(Exercise task): Write every record out again exactly, and keep images out of it.
## start
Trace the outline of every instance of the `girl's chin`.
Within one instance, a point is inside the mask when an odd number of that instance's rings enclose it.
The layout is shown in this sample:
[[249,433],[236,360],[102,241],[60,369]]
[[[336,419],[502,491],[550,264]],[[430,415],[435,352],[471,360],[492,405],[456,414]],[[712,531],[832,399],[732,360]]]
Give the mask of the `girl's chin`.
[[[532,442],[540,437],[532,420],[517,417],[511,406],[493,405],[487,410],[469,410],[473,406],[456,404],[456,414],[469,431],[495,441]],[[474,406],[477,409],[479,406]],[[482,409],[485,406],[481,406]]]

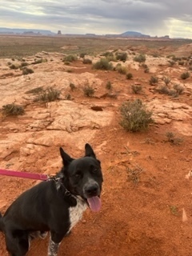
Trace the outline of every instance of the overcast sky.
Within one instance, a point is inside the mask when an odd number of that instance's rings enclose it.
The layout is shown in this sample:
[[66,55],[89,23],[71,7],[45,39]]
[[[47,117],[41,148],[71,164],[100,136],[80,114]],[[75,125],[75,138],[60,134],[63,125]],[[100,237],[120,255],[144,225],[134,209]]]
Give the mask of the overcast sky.
[[0,26],[192,38],[192,0],[0,0]]

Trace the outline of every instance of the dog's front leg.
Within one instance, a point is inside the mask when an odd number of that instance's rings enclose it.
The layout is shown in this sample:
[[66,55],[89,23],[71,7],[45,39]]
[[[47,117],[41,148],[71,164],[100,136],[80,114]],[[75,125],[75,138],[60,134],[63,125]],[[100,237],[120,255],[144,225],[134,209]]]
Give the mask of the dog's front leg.
[[60,242],[59,243],[54,242],[51,239],[51,236],[50,236],[49,247],[48,247],[48,256],[57,256],[59,245],[60,245]]

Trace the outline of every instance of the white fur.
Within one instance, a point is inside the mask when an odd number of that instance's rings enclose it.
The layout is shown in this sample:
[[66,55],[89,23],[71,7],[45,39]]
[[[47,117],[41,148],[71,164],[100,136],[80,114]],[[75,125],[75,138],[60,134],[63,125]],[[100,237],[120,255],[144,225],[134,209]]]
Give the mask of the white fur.
[[[87,206],[84,200],[81,197],[76,198],[77,206],[74,207],[70,207],[70,230],[74,226],[75,224],[82,218],[82,213],[86,210]],[[70,231],[69,230],[69,231]]]

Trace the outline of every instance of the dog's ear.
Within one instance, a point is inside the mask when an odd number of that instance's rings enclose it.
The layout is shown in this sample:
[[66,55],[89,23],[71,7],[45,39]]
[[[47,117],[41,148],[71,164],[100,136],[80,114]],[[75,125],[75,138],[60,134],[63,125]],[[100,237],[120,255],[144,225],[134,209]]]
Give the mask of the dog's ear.
[[63,165],[66,166],[74,160],[74,158],[71,158],[71,157],[69,156],[69,154],[67,154],[62,147],[60,147],[59,150],[62,158]]
[[92,157],[96,158],[95,154],[92,147],[90,146],[90,144],[86,143],[85,145],[85,149],[86,149],[86,157]]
## end
(Result of the exercise):
Trace the outline of every instance of the `girl's chin`.
Within one instance, a point is inside the mask when an odd number of that instance's rings enclose it.
The layout is shown in this sample:
[[249,433],[236,360],[102,241],[60,369]]
[[[336,419],[502,491],[550,264]],[[430,415],[435,352],[471,360],[492,405],[456,414]],[[712,531],[832,399],[732,360]]]
Give the mask of the `girl's chin`.
[[[532,442],[540,437],[532,420],[517,417],[511,406],[493,405],[487,410],[469,410],[473,406],[456,404],[456,414],[469,431],[495,441]],[[474,406],[477,409],[479,406]],[[482,409],[485,406],[481,406]]]

Trace the outline of every instance of the overcast sky.
Within one instance, a point is inside the mask when an odd number of that instance's rings enclose it.
The layout is shown in this sample:
[[66,55],[89,23],[71,7],[45,39]]
[[[47,117],[41,148],[71,164],[100,136],[80,114]],[[75,125],[75,138],[60,134],[63,125]],[[100,237],[120,255],[144,225],[134,209]]]
Give the mask of the overcast sky.
[[0,26],[192,38],[192,0],[0,0]]

Trace the outline of every instance of the dog's front leg.
Within one instance, a point is inside the mask when an odd number of that instance's rings enclose it.
The layout is shown in this sample:
[[66,55],[89,23],[71,7],[45,39]]
[[[47,117],[41,148],[71,164],[100,136],[80,114]],[[75,125],[75,138],[60,134],[63,125]],[[100,237],[120,255],[144,225],[134,209]]]
Give the mask of the dog's front leg.
[[60,242],[59,243],[54,242],[51,239],[51,236],[50,236],[49,247],[48,247],[48,256],[57,256],[59,245],[60,245]]

Trace the outline of every instance of the white fur.
Within one instance, a point is inside the mask when an odd number of that instance's rings enclose it.
The layout is shown in this sample:
[[66,55],[89,23],[71,7],[45,39]]
[[[47,117],[41,148],[71,164],[100,136],[80,114]],[[75,125],[75,138],[60,134],[63,125]],[[100,237],[120,255],[144,225],[134,209]]]
Give the mask of the white fur.
[[[87,206],[84,200],[81,197],[76,198],[77,206],[74,207],[70,207],[70,230],[74,226],[75,224],[82,218],[82,213],[86,210]],[[70,231],[69,230],[69,231]]]

Trace the outline of every instance of the dog's ear.
Within one instance, a point is inside the mask when an odd number of that instance's rings enclose it.
The layout is shown in this sample:
[[66,55],[89,23],[71,7],[45,39]]
[[[47,117],[41,148],[71,164],[100,136],[80,114]],[[75,125],[75,138],[60,134],[63,125]],[[100,237],[120,255],[144,225],[134,209]]]
Give the mask of the dog's ear.
[[63,165],[66,166],[74,160],[74,158],[71,158],[71,157],[69,156],[69,154],[67,154],[62,147],[60,147],[59,150],[62,158]]
[[92,157],[96,158],[95,154],[92,147],[90,146],[90,144],[86,143],[85,145],[85,149],[86,149],[86,157]]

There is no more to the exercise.